### Text shown

--- --- ---

# Ryan Adams



## fretboard (May 31, 2006)

10/07 - Vancouver, BC @ Orpheum Theatre
10/09 - Edmonton, AB @ Francis Winspear Theatre
10/10 - Calgary, AB @ Southern Alberta Jubilee Auditorium
10/12 - Winnipeg, MB @ Burton Cummings Theatre


----------



## deadear (Nov 24, 2011)

I doubt many canadians would even know this guy. Kind of a Austin thing.


----------



## Sneaky (Feb 14, 2006)

deadear said:


> I doubt many canadians would even know this guy. Kind of a Austin thing.



You're kidding right?


----------



## cbg1 (Mar 27, 2012)

there is a great set of tunes he did on the letterman show. he was playing an old buck owens acoustic.
i didn't know musical guests sometimes did complete sets for the audience.

http://youtu.be/-T2MOoFL1rg


----------



## 4345567 (Jun 26, 2008)

________________


----------



## Sneaky (Feb 14, 2006)

nkjanssen said:


> He's playing 1,700 - 2,600 seat venues. He's not U2 or the Rolling Stones, but I think a fair number of people know who he is.
> 
> ...and he's not from Austin.


Exactly. And who doesn't know "Summer of 69"?


:sFun_dancing:


----------



## pstratman (Jan 26, 2012)

What's he got against Ontario? Have you heard of any Toronto dates?


----------



## fretboard (May 31, 2006)

Nothing east of Winnipeg in Canada or east of Chicago in the States for now. He does have 2 new albums out shortly - "1984" on August 19, "Ryan Adams" on Sept 9. 

For what it's worth, first I heard of him was when he showed up at some Phil Lesh shows after Warren Haynes and Jimmy Herring left. '05-'06 - somewhere in there.


----------



## mrmatt1972 (Apr 3, 2008)

He's got an album on the way, glad he's touring it, wish he'd get closer to me though. No way am I gonna make it to the prairies.


----------



## Gretsch6120 (Sep 20, 2006)

To bad there isn't any Ontario show's, I really liked his stuff when he had the cardinals as his band. His earlier solo stuff is good too. He seemed to be pretty prolific in the early 2000's put out a load of records.


----------



## Roryfan (Apr 19, 2010)

Sneaky said:


> Exactly. And who doesn't know "Summer of 69"?
> 
> 
> :sFun_dancing:


Heckling him until I get kicked out of one of his shows is on my bucket list. 

But this is pretty cool.

[video=youtube;1iBe53ruE1g]http://www.youtube.com/watch?v=1iBe53ruE1g[/video]


----------



## Baconator (Feb 25, 2006)

--- --- ---

### Data block
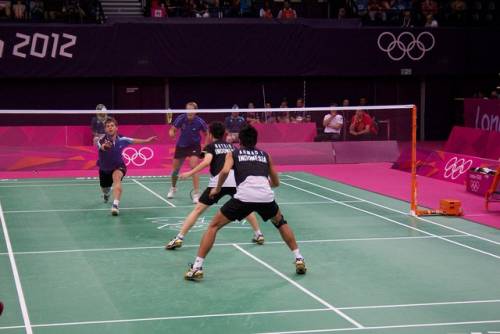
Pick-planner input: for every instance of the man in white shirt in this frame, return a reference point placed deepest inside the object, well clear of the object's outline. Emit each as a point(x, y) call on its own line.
point(333, 123)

--- --- ---

### Parts of the exercise
**1.** In the Ryan Adams forum thread, on what date is the album "1984" due out?
**2.** Copy the Ryan Adams forum thread word for word between "For what it's" and "somewhere in there.", inclusive.
**3.** Write the next part of the forum thread about Ryan Adams's tour, picking up from where it stops.

### Answers for each item
**1.** August 19.

**2.**
For what it's worth, first I heard of him was when he showed up at some Phil Lesh shows after Warren Haynes and Jimmy Herring left. '05-'06 - somewhere in there.

**3.**
Ashes and Fire was a great album so I'm looking forward to what's coming out. Another Ontarian that wishes he'd come this way.


----------



## deadear (Nov 24, 2011)

Yep seen him up as a guest with Sheryl Crow for one song in Austin (if it makes you happy) three cords and he was totaly blowing it. Just sayin.


----------



## 4345567 (Jun 26, 2008)

_________________


----------



## fretboard (May 31, 2006)

Streaming live now from Newport Folk Festival

http://www.npr.org/event/music/332030079/ryan-adams-live-in-concert-newport-folk-festival-2014


----------



## hardasmum (Apr 23, 2008)

deadear said:


> Yep seen him up as a guest with Sheryl Crow for one song in Austin (if it makes you happy) three cords and he was totaly blowing it. Just sayin.


What were the three cords plugged into?!


----------



## fretboard (May 31, 2006)

http://www.npr.org/2014/08/31/343973366/first-listen-ryan-adams-ryan-adams?autoplay=true


----------



## bzrkrage (Mar 20, 2011)

pstratman said:


> What's he got against Ontario? Have you heard of any Toronto dates?


Sorry, it makes me giggle a bit. "Where are the Ontario shows?" Damn, don't you get everything there anyway?
This is just his western Canada start. East comes with the new album release. Patients young Jedi, all good things come to those who wait.


Sent from my iPhone using Tapatalk -& All Round Nice Guy.


----------



## Hamstrung (Sep 21, 2007)

Tal Wilkinfeld is on his latest release streaming here.... 

http://www.npr.org/2014/08/31/34397...=nprmusic&utm_term=music&utm_content=20140831


----------



## starjag (Jan 30, 2008)

I like this guy. At the top of his song-writting game!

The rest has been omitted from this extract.